Acacia oncinophylla, commonly known as hook-leaved acacia, is a shrub belonging to the genus Acacia and the subgenus Juliflorae.

==Description==
The shrub typically grows to a height of 0.5 to 3 m and has minni ritchi style bark and flattened and angular ribbed branchlets that are glabrous or sparsely hairy on ribs and are sometimes coated with a white powdery coating. Like most species of Acacia, it has phyllodes rather than true leaves. The evergreen phyllodes have a linear or linear-oblanceolate shape and can be either straight or curved. The glabrous, flexible, or semi-rigid phyllodes have a length of 4 to 13 cm and a width of 1 to 6 mm with an acute to acuminate apex and have three to seven raised nerves on each face. It flowers from August to September, producing yellow flowers. The simple inflorescences are found in pairs in the axils and have cylindrical flower spikes with a length of 11 to 25 mm and a diameter of 5 to 6 mm and are densely packed with 50 to 97 golden-coloured flowers. After flowering golden to silver-coloured velvety seed pods form that have a linear shape and are straight to very slightly curved. The pods have a length of up to 6 cm and a width of 5 to 6 mm with obliquely arranged seeds inside. The glossy black seeds have a broadly elliptic shape and a length of 3 to 3.5 mm with an apical aril.

==Taxonomy==
The species was first formally described by the botanist John Lindley in 1839.

There are two recognised subspecies:
- Acacia oncinophylla subsp. oncinophylla
- Acacia oncinophylla subsp. patulifolia

It is quite closely related to Acacia fauntleroyi, which is found further east.

==Distribution==
It is native to the Swan Coastal Plain and South West regions of Western Australia where it is commonly situated on hills andslopes growing in granitic or lateritic soils. It is found from around Mogumber in the north and down the Darling Range to around Wagerup in the south, often as a part of jarrah woodland communities.

=== What to do ===
- 1) Retype a part of the hook-leaved acacia text. Begin at the words "It is quite" and stop after "jarrah woodland communities.".
- 2) List every place name in the Distribution section of the hook-leaved acacia text.
Use only the hook-leaved acacia text for your answers, with no outside knowledge.

=== Dataset extract ===
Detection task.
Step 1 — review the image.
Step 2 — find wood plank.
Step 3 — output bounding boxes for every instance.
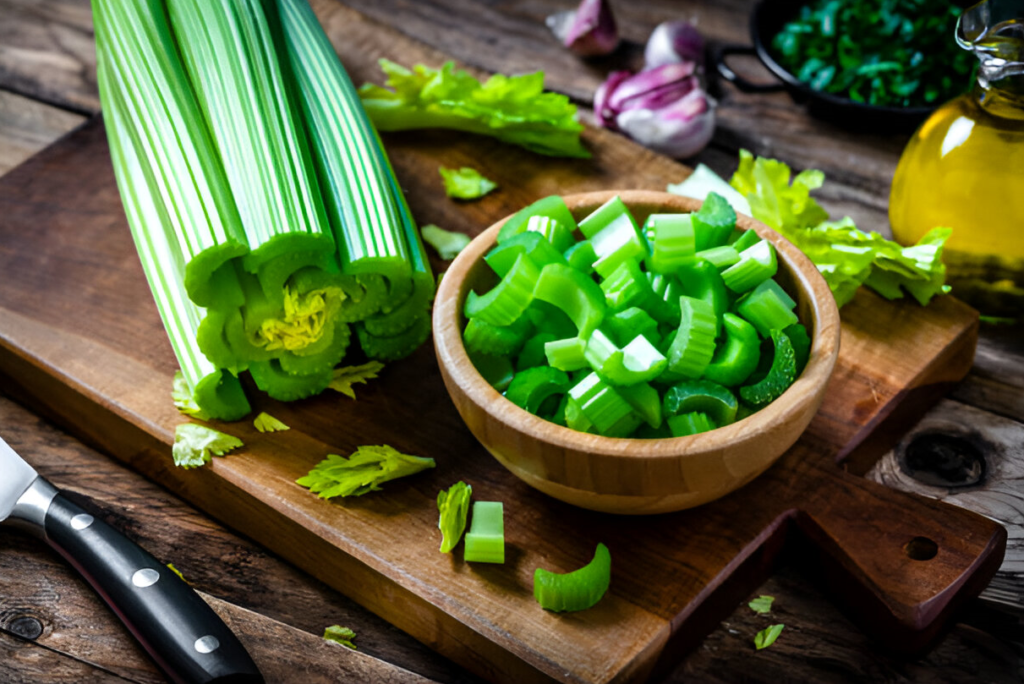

=== Solutions in order ===
- 1)
It is quite closely related to Acacia fauntleroyi, which is found further east.

==Distribution==
It is native to the Swan Coastal Plain and South West regions of Western Australia where it is commonly situated on hills andslopes growing in granitic or lateritic soils. It is found from around Mogumber in the north and down the Darling Range to around Wagerup in the south, often as a part of jarrah woodland communities.

- 2) Swan Coastal Plain, South West, Western Australia, Mogumber, Darling Range, Wagerup